What you should do: Rewrite the items below from the start through the line containing "313], [224, 313]]", putting "route sign" in place of "destination display screen" and keeping everything else the same.

■ ■ ■ ■ ■

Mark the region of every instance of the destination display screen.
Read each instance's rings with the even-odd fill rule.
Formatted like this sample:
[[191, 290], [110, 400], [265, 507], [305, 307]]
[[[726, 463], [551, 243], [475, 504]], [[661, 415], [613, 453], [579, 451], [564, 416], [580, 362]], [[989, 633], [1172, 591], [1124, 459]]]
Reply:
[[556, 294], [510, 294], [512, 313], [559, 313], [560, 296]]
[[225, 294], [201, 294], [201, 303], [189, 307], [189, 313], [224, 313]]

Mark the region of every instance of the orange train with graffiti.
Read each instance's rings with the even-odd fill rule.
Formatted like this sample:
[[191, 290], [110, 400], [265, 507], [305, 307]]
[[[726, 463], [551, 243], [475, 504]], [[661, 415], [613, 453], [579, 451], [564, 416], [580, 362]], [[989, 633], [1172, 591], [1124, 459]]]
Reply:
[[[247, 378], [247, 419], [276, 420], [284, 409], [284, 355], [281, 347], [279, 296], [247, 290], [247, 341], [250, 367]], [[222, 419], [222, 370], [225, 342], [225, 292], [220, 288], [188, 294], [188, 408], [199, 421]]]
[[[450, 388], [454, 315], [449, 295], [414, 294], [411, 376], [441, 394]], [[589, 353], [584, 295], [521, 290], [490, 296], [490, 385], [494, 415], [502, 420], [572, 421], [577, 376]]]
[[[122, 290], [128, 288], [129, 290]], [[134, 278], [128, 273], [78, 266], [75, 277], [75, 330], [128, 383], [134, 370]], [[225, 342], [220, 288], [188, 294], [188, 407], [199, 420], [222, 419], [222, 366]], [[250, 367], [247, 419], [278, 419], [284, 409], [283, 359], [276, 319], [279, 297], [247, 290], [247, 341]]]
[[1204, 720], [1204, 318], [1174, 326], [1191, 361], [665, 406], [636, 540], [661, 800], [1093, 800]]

■ ■ ■ ■ ■

Response:
Mark the region of every instance of the route sign.
Read each instance's rings with the even-odd fill rule.
Formatted like this sample:
[[191, 290], [110, 400], [265, 507], [305, 307]]
[[[726, 463], [551, 243], [475, 504]], [[661, 415], [613, 453], [579, 451], [564, 416], [580, 362]], [[989, 633], [1172, 591], [1124, 459]]]
Reply:
[[556, 294], [510, 294], [512, 313], [559, 313], [560, 296]]
[[225, 294], [201, 294], [201, 303], [189, 307], [189, 313], [224, 313]]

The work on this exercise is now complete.